START Extracted records

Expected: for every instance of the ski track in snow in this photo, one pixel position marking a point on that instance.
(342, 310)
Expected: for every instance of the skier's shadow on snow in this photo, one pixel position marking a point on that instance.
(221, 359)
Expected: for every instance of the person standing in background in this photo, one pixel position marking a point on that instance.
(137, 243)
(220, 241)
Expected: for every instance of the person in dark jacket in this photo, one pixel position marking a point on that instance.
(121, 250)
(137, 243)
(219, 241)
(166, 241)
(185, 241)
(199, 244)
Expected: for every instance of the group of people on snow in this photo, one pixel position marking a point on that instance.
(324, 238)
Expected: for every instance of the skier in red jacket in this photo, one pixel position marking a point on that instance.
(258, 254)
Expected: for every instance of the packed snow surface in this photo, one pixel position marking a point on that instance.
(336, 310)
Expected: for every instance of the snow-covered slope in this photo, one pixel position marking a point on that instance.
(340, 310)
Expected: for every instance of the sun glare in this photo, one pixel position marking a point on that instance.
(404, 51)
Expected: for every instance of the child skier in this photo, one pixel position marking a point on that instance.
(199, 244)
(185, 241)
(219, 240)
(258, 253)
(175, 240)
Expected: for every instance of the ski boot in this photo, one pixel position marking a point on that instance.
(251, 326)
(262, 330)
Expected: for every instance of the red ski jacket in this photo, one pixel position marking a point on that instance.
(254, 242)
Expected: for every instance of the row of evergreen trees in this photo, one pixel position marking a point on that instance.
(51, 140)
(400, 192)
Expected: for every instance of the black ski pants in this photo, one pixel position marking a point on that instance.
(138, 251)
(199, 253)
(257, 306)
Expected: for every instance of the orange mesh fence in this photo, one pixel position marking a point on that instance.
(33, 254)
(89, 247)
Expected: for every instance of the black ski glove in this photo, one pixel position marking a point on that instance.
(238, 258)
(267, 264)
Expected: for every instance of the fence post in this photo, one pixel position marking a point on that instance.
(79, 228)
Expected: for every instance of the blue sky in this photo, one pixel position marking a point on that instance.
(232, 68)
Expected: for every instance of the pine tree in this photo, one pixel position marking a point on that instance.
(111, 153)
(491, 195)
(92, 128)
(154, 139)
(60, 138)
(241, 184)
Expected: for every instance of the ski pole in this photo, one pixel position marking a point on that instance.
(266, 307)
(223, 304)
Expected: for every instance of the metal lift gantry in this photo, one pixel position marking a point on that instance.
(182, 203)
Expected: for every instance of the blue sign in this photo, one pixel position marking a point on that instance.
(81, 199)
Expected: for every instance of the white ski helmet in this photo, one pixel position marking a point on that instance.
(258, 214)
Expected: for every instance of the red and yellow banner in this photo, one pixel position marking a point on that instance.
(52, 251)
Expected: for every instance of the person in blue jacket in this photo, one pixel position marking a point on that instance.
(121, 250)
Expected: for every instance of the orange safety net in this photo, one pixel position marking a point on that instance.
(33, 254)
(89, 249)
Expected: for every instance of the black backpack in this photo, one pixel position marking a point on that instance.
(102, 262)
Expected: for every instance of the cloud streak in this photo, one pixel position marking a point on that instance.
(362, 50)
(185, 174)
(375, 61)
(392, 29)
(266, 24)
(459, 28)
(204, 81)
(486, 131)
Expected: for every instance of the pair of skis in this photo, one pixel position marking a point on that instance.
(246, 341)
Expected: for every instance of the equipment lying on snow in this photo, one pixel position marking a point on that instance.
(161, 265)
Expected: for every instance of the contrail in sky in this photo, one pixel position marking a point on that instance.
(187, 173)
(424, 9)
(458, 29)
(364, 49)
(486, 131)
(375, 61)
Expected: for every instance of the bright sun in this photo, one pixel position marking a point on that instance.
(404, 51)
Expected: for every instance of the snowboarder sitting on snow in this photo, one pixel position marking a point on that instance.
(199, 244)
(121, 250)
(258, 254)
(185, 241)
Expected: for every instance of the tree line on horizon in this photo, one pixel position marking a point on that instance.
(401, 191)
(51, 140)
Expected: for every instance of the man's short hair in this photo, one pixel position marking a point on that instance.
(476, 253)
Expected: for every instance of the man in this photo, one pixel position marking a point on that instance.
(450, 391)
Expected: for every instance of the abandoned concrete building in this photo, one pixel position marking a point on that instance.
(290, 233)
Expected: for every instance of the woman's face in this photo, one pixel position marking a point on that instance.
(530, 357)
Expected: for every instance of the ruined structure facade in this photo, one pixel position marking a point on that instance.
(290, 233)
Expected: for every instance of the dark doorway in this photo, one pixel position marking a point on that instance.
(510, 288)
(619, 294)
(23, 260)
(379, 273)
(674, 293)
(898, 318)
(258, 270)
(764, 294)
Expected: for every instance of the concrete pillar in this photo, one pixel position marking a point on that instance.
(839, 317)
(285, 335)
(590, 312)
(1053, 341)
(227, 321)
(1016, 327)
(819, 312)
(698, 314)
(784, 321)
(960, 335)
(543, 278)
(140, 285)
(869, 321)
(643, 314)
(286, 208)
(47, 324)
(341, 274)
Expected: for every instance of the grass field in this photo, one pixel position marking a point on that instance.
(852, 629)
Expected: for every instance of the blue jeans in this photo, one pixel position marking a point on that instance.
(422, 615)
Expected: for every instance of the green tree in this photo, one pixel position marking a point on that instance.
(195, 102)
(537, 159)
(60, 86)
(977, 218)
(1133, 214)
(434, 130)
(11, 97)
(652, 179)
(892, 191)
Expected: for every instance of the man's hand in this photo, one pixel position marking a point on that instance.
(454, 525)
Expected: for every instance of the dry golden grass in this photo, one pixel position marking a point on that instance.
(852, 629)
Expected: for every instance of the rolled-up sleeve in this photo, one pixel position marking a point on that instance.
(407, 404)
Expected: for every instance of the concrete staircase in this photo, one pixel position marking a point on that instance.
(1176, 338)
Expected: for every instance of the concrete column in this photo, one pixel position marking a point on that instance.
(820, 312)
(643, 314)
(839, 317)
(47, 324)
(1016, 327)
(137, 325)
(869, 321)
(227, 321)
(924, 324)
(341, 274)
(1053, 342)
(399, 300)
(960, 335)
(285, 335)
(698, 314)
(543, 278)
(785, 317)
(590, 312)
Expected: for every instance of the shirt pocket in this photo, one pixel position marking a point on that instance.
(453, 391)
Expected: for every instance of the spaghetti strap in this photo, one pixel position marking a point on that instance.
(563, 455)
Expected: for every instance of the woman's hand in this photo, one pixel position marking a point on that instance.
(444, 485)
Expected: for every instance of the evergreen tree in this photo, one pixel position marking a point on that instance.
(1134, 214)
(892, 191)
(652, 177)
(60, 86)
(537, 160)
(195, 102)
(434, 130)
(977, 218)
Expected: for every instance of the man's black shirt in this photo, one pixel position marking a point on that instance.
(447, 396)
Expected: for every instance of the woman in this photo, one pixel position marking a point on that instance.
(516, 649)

END Extracted records

Set the listing above down again exactly.

Expected: for every instance of the ski track in snow in this photo, one pixel position marking a point on that instance.
(342, 310)
Expected: for every instance of the skier's shadow on snow in this photo, one pixel position marking a point on that instance.
(221, 359)
Expected: for every instance of the person standing in background in this photo, one pixel position marking a point on that instance.
(137, 243)
(220, 241)
Expected: for every instance of the person in dark jacket in this photo, one pixel position marking a point on that instance.
(121, 250)
(137, 243)
(219, 241)
(166, 241)
(185, 241)
(199, 244)
Expected: for every instance of the group of people on snow in this photo, one pixel position marking a point on that instance.
(324, 238)
Expected: for every instance of the skier in red jacket in this photo, one pixel position marking a point on that instance.
(258, 254)
Expected: for every instance of the packed snow surface in this photo, one pixel position marking a point on that instance.
(336, 310)
Expected: for every instance of the snow-covered slope in this photo, one pixel position marking a point on that instance.
(340, 310)
Expected: for every instance of the sun glare in this photo, one pixel position marking a point on that instance.
(404, 51)
Expected: for every instance of the child skier in this photo, one pixel position marking a point on that instance.
(199, 244)
(185, 241)
(219, 240)
(258, 253)
(175, 240)
Expected: for every instance of the ski boot in this photo, one pixel position marking a point on that instance.
(251, 326)
(262, 330)
Expected: for every instance of the red ski jacket in this photo, one pixel position marking a point on that instance.
(254, 242)
Expected: for every instance of the row of evergreen trees in this photo, one pixel position marking a point on that instance.
(51, 140)
(400, 192)
Expected: for every instance of the black ski pants in this photo, one pixel position marking a point on that instance.
(138, 251)
(199, 253)
(257, 306)
Expected: for every instance of the orange mesh fence in this photo, one pixel position marking a point on that instance.
(33, 254)
(89, 247)
Expected: for every instance of the black ski glove in this photo, one pixel position marking a point on that instance.
(238, 258)
(267, 264)
Expected: for every instance of the fence post in this photo, one pixel position marking a point on that instance.
(79, 228)
Expected: for every instance of the blue sky in this photo, one pixel position marking a point on that instance.
(232, 68)
Expected: for every instance of the pine tree in this photo, one pixel position marking a point on that instance.
(111, 153)
(491, 195)
(92, 128)
(154, 139)
(60, 138)
(241, 184)
Expected: for every instance of the ski pole in this photo, one pixel position marking a point on that instance.
(266, 307)
(223, 304)
Expected: for every instance of the metal lift gantry in this photo, one pixel position marking a point on that instance.
(182, 203)
Expected: for every instance of the blue sign in this photo, one pixel position marking a point on that instance.
(81, 199)
Expected: for every instance of the white ski helmet in this photo, one pixel position marking a point on that instance.
(258, 214)
Expected: for every instance of the red and yellow banner in this photo, one pixel position marking a point on that instance.
(52, 251)
Expected: for every instance of the person in blue jacket in this photo, one pixel position marking a point on that instance.
(121, 250)
Expected: for every instance of the orange safety net in this photo, one pixel position marking a point on that instance.
(33, 254)
(89, 249)
Expected: for every instance of the black backpack in this photo, one pixel position marking a point on that instance.
(102, 262)
Expected: for every instance of the cloud streak in this photo, one pixel position marking a point on that instance.
(362, 50)
(185, 174)
(375, 61)
(392, 29)
(266, 24)
(459, 28)
(204, 81)
(486, 131)
Expected: for every instance of the pair of skis in this photo, one pixel position marking a point on that instance.
(246, 341)
Expected: for every instance of the equipment lying on snow in this photo, one pixel position marking a point on that instance.
(161, 265)
Expected: for every instance of the contrail in sky in this photo, one pixel position marking a point on that instance.
(187, 173)
(424, 9)
(458, 29)
(364, 49)
(486, 131)
(375, 61)
Expected: for every instance of the bright sun in this photo, one pixel position marking a point on that instance.
(404, 51)
Expected: for every instance of the snowboarder sitting on snow in this photo, one pixel position marking a point on that instance.
(199, 244)
(121, 250)
(258, 254)
(185, 241)
Expected: for every instance of the tree line on horizon in this photo, one pixel position marking a point on that instance.
(401, 191)
(51, 140)
Expected: for every instance of the man's short hair in this photo, one pixel position marking a point on that instance.
(476, 253)
Expected: for every instance of the man in this photo, one pixel position marking a point on that instance.
(450, 391)
Expected: for every instance of the abandoned concrete building in this photo, one pixel position marking a point on that instance.
(290, 233)
Expected: for every instance of the woman's face in this photo, one pixel position marking a point on that instance.
(530, 357)
Expected: for every instance of the ruined structure facade in this photo, one pixel position marking a point on that instance.
(290, 233)
Expected: for every instance of the dark doorway in this photo, one pixel position marking a point on that instance.
(510, 288)
(619, 294)
(23, 260)
(379, 273)
(674, 293)
(898, 318)
(258, 270)
(764, 294)
Expected: for every instance of the concrete pillar in this photo, one pixel position marking a point on that instance.
(839, 317)
(285, 335)
(590, 312)
(1053, 341)
(227, 321)
(1016, 327)
(819, 312)
(698, 314)
(784, 321)
(960, 335)
(543, 278)
(140, 285)
(869, 321)
(643, 314)
(286, 208)
(47, 324)
(341, 274)
Expected: for every instance of the grass field in this photo, one pixel position marking a point on that instance.
(852, 629)
Expected: for every instance of the blue jeans in this photo, one pixel position marking a point on that instance.
(422, 615)
Expected: for every instance of the green tree in this photo, one pixel position marking a point on that instance.
(195, 102)
(537, 159)
(60, 86)
(977, 218)
(1133, 214)
(434, 130)
(11, 97)
(652, 179)
(892, 191)
Expected: for every instance of the man's hand in this photo, one pixel position marking a point on that instance.
(454, 525)
Expected: for every instance of the dry golden grass in this photo, one pixel position marking a point on that instance.
(852, 629)
Expected: for every instance of the rolled-up sleeve in this photo, one pixel position marking a point on that instance.
(407, 404)
Expected: for every instance of the concrete staircase in this photo, one pixel position marking a point on that instance.
(1176, 338)
Expected: for every instance of the concrete column in this photo, one pixel position marking a point on that instance.
(820, 312)
(643, 314)
(839, 317)
(47, 324)
(1016, 327)
(137, 325)
(869, 321)
(227, 321)
(924, 324)
(341, 274)
(1053, 342)
(399, 300)
(960, 335)
(285, 335)
(698, 314)
(543, 278)
(785, 317)
(590, 312)
Expected: for every instance of the shirt pocket in this photo, one pixel position marking a point on that instance.
(453, 391)
Expected: for every instance of the spaghetti strap in this photo, one pixel position marking a point on that instance.
(563, 455)
Expected: for every instance of the woman's hand in this photo, one pixel position marking a point on that instance.
(444, 485)
Expected: for every instance of the evergreen tree in this photo, one pixel position marking a point on that instance.
(1134, 214)
(892, 191)
(652, 177)
(60, 86)
(537, 160)
(195, 102)
(434, 130)
(977, 218)
Expected: for every instance of the man's black shirt in this photo, one pixel position marking a point on that instance.
(447, 396)
Expected: for every instance of the woman in this photo, one pixel position marking a point on that instance.
(516, 649)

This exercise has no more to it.